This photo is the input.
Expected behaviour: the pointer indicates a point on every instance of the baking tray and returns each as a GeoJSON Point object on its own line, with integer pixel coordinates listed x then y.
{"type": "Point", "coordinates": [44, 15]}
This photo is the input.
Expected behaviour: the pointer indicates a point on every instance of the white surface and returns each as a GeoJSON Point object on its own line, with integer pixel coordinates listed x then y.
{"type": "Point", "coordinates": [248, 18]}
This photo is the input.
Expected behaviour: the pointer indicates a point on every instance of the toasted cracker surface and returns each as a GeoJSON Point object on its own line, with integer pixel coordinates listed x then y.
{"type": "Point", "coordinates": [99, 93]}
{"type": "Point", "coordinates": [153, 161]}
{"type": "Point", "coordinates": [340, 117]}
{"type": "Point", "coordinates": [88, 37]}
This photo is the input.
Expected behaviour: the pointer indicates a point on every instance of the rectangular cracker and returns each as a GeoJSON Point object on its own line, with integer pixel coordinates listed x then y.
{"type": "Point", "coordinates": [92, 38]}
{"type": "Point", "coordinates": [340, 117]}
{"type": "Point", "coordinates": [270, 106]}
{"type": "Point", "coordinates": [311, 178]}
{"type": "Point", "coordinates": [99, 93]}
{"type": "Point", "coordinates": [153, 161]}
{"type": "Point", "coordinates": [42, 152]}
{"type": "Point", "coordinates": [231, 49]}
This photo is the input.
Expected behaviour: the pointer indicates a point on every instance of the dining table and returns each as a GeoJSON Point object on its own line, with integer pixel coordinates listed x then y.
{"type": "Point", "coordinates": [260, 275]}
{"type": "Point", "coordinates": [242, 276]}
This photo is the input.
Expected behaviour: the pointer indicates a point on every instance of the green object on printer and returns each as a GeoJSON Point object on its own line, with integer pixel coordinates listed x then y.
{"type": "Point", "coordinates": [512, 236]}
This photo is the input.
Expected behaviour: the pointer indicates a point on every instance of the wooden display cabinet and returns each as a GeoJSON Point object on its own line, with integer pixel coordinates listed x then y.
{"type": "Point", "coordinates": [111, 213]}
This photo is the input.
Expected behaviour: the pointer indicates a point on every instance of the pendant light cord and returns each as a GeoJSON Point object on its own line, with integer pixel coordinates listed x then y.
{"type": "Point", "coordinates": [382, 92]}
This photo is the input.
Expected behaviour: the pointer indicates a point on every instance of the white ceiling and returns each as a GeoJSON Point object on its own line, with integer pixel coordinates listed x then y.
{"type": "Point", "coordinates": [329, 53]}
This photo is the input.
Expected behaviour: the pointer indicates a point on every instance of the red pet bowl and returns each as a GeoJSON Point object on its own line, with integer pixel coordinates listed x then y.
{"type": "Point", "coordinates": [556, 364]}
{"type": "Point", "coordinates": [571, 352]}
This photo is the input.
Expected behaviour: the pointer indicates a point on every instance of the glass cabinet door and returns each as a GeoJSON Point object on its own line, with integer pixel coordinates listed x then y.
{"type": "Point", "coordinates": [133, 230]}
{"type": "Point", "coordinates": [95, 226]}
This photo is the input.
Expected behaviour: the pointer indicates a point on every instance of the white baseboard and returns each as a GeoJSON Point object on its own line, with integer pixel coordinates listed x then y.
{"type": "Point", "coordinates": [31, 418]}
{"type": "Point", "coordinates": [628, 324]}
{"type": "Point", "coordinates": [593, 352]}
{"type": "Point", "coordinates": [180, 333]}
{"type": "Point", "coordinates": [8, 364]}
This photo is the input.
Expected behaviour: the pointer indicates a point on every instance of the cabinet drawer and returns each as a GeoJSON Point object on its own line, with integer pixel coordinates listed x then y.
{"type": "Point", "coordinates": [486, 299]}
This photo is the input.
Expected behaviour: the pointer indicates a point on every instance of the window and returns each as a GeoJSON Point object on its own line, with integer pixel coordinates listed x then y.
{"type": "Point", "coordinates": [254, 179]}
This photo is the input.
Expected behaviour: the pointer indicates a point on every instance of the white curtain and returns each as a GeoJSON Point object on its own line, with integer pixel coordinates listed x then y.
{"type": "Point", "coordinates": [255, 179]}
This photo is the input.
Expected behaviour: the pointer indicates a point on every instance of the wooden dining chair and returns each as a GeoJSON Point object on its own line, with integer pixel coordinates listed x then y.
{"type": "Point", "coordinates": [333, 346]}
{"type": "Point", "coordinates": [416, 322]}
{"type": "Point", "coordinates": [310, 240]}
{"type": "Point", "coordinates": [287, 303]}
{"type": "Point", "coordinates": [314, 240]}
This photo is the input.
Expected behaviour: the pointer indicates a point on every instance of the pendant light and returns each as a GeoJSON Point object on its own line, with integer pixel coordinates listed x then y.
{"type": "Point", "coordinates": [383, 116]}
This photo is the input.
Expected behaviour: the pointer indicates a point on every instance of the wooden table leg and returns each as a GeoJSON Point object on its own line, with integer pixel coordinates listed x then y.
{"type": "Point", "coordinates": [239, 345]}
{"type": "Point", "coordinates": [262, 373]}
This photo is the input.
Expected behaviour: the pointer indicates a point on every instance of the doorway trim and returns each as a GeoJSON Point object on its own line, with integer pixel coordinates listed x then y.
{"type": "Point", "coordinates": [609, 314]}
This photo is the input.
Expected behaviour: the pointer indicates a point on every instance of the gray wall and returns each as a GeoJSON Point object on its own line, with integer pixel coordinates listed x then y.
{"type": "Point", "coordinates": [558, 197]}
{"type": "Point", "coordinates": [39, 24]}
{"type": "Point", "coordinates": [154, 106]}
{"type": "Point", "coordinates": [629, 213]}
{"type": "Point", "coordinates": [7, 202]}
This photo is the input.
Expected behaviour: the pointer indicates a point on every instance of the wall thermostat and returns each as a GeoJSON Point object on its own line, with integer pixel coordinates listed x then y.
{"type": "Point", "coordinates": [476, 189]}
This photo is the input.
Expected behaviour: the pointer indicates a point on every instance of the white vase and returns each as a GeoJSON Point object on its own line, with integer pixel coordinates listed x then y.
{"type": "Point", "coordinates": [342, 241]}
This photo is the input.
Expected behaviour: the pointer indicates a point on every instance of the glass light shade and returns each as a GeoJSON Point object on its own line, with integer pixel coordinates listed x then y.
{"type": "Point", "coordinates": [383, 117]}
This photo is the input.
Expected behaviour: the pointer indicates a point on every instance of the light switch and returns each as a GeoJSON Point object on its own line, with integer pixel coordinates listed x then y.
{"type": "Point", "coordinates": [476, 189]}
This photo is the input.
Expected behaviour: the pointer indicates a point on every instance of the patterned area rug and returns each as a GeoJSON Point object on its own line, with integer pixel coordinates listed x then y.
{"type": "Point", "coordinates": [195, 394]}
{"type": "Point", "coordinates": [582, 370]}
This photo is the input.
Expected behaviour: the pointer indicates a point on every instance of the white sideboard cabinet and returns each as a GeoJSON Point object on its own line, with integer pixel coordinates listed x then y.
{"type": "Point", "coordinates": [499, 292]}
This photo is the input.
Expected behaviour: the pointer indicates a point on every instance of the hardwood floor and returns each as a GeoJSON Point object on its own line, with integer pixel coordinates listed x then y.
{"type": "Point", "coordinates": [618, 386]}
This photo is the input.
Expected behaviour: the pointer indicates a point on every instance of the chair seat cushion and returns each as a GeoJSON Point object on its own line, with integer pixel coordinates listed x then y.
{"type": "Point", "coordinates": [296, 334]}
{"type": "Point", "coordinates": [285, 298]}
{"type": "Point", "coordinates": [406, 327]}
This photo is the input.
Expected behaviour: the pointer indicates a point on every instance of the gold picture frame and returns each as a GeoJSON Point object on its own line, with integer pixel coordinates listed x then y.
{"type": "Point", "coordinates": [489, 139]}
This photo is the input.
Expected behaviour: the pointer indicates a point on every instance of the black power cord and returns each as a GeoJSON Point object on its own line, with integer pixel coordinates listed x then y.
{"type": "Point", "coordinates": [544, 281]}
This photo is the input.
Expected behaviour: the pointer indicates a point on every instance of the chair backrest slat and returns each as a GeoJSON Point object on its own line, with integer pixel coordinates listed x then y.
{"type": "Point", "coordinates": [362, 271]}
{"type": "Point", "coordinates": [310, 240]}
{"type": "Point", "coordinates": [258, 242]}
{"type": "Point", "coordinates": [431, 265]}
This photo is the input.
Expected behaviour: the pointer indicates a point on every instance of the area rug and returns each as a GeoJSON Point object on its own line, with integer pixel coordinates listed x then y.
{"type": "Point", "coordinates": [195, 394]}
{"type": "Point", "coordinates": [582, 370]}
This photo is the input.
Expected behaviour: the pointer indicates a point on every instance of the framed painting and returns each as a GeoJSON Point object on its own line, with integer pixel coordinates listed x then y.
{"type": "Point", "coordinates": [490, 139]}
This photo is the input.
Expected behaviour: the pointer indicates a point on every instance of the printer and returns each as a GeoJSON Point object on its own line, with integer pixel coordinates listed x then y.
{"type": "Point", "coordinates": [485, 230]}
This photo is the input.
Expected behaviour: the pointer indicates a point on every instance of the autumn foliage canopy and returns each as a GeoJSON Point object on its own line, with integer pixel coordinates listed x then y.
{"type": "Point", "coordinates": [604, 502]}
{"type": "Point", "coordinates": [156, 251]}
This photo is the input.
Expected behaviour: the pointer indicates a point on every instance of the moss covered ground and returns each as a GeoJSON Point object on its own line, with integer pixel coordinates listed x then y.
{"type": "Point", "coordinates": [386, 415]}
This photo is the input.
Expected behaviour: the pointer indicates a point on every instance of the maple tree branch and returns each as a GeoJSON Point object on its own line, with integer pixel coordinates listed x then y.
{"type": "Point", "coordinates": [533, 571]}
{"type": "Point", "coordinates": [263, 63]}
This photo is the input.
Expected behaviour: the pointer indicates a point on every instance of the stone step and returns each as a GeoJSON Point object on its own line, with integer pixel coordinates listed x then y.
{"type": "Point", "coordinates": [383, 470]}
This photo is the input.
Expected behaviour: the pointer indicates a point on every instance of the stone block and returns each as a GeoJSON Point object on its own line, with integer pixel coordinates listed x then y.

ACTION ITEM: Would you repeat, exactly and with nothing added, every line from the line containing "of the maple" through the last line of the records above?

TASK SOLUTION:
Expected behaviour: the pointer indicates a point on every instance of the maple tree branch and returns each as a GeoJSON Point object on its own line, with integer pixel coordinates listed x then y.
{"type": "Point", "coordinates": [533, 571]}
{"type": "Point", "coordinates": [263, 63]}
This photo is the input.
Expected behaviour: the pointer indicates a point on every instance of the stone step and returns each as a GeoJSON Point object on its own line, with integer pixel coordinates listed x then y.
{"type": "Point", "coordinates": [383, 470]}
This photo is the input.
Expected behaviour: the pointer indicates a point on every instance of the stone block and returns each as a GeoJSON Point object on its own line, with integer pixel coordinates listed x then y.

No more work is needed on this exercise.